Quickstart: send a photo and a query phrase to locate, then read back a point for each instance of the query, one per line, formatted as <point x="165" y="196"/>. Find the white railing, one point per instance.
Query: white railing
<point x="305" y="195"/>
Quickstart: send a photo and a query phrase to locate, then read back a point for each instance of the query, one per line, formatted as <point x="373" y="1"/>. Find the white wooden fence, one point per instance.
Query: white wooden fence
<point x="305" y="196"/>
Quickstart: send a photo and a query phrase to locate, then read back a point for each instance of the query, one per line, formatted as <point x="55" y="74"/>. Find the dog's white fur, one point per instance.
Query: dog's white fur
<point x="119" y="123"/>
====================
**WRITTEN TASK**
Update the material above by replacing every occurrence of "query phrase" with "search phrase", leaving everything else unchanged.

**COMPLETE OUTPUT**
Quickstart: send a photo and a search phrase to locate, then read back a point for each instance of the query, one per line, formatted as <point x="165" y="196"/>. Find the white railing, one point per instance.
Query: white railing
<point x="305" y="195"/>
Quickstart: send a photo and a search phrase to locate, then read back a point for each instance of the query, one per line, formatted as <point x="373" y="1"/>. Find the white wooden fence, one point per instance.
Query: white wooden fence
<point x="305" y="196"/>
Quickstart: send a photo and a search phrase to locate, then read back a point for each instance of the query, one per line, formatted as <point x="55" y="74"/>. Find the dog's white fur, one point per instance.
Query: dog's white fur
<point x="119" y="123"/>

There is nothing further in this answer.